The Chinese vessel docked at Hambantota in line with a revised schedule that will keep it anchored at the port till August 22. Earlier, the ship was to make this port of call from August 11 to 17 but the dates were deferred at Colombo’s request after India raised security concerns about the presence of the vessel with facilities to track missiles and satellites so close to the Indian coast.

India last Friday denied that it had pressured Sri Lanka to reconsider the decision to allow the vessel to make a port of call at Hambantota.

But in late July, external affairs ministry spokesperson Arindam Bagchi had said in response to the ship’s scheduled arrival that New Delhi “carefully monitors any development having a bearing on its security and economic interests’’.

On Tuesday, confirming that the ship had docked at Hambantota, Chinese foreign ministry spokesperson Wang Wenbin sought to counter the allegation that Yuan Wang 5 was a surveillance vessel.

“I want to stress again that the marine scientific research activities of the Yuan Wang 5 ship are consistent with international law and international customary practice. They do not affect the security and economic interests of any country and should not be obstructed by any third party,” Wang said.

_PROBLEMS AND TASKS_.
a - Using the news excerpt about the Chinese vessel, explain why the ship's port call at Hambantota was moved from its original dates.
b - Rename "New Delhi" as "the Indian government" and give again the part of the news excerpt about the Chinese vessel starting at "But in late" and ending at "and economic interests’’.".
c - Answer these questions from the news excerpt about the Chinese vessel.
(i) Until what date will the ship stay anchored at Hambantota?
(ii) Who is the external affairs ministry spokesperson quoted in late July?
(iii) Which spokesperson confirmed on Tuesday that the ship had docked?

_DATA SECTION_.
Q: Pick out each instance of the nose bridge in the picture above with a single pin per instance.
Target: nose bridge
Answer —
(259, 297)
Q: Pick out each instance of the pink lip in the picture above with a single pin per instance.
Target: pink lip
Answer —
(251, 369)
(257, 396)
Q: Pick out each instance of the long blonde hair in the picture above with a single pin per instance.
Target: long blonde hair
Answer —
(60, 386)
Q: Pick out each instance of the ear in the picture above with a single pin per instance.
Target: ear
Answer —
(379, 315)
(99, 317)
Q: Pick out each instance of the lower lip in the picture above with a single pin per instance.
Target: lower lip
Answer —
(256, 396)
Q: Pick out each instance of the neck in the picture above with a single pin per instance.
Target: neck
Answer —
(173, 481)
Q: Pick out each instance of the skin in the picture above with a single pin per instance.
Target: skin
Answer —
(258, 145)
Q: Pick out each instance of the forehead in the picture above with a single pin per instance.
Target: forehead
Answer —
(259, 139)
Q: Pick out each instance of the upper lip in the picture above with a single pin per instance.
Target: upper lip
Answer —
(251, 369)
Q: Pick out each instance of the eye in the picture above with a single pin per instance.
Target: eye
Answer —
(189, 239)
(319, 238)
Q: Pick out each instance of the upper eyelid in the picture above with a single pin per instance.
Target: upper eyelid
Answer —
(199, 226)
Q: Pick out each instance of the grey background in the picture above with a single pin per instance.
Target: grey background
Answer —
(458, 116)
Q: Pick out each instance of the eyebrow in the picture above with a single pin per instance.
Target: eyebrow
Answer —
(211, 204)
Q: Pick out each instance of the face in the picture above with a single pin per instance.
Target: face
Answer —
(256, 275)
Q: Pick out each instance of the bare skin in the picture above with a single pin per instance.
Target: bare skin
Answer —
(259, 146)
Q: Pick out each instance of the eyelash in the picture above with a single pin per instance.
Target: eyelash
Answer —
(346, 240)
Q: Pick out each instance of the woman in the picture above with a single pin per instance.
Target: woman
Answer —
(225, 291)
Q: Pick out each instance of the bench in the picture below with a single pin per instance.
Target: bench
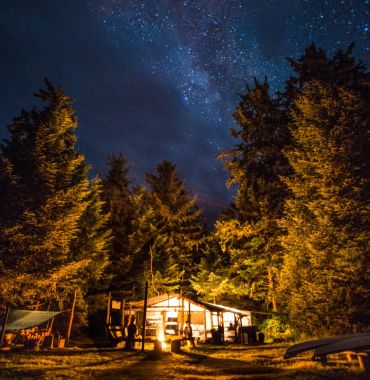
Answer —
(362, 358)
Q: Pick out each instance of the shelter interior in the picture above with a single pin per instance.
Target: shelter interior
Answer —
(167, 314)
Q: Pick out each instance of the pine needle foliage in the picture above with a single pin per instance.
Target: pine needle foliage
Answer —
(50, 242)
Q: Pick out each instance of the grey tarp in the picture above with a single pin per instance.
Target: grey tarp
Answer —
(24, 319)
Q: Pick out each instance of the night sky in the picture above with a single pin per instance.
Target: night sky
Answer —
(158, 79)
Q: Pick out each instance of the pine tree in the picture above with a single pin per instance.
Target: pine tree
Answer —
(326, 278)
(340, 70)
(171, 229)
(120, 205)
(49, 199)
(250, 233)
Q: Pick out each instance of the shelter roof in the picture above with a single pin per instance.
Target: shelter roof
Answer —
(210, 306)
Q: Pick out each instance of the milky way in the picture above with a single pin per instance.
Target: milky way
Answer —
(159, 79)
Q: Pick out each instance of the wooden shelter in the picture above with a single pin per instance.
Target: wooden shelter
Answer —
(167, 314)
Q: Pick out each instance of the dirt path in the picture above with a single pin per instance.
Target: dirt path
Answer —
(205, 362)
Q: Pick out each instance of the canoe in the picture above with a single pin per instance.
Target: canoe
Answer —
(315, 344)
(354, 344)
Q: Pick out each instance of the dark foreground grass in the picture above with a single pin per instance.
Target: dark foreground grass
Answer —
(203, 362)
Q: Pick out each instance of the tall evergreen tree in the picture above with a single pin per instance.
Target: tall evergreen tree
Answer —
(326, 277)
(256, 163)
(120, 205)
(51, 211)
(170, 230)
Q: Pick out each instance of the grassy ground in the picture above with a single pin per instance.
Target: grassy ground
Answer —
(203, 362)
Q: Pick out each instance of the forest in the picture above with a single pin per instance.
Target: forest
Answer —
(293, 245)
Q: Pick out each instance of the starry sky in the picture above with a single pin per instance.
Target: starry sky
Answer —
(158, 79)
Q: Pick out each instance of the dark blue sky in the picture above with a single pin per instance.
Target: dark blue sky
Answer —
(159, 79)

_SOLUTIONS FOR EACH TASK_.
a - The original dates of August 11 to 17 were deferred at Colombo's request. The request came after India raised security concerns about a vessel with facilities to track missiles and satellites being so close to the Indian coast.

b -
But in late July, external affairs ministry spokesperson Arindam Bagchi had said in response to the ship’s scheduled arrival that the Indian government “carefully monitors any development having a bearing on its security and economic interests’’.

c -
(i) August 22
(ii) Arindam Bagchi
(iii) Chinese foreign ministry spokesperson Wang Wenbin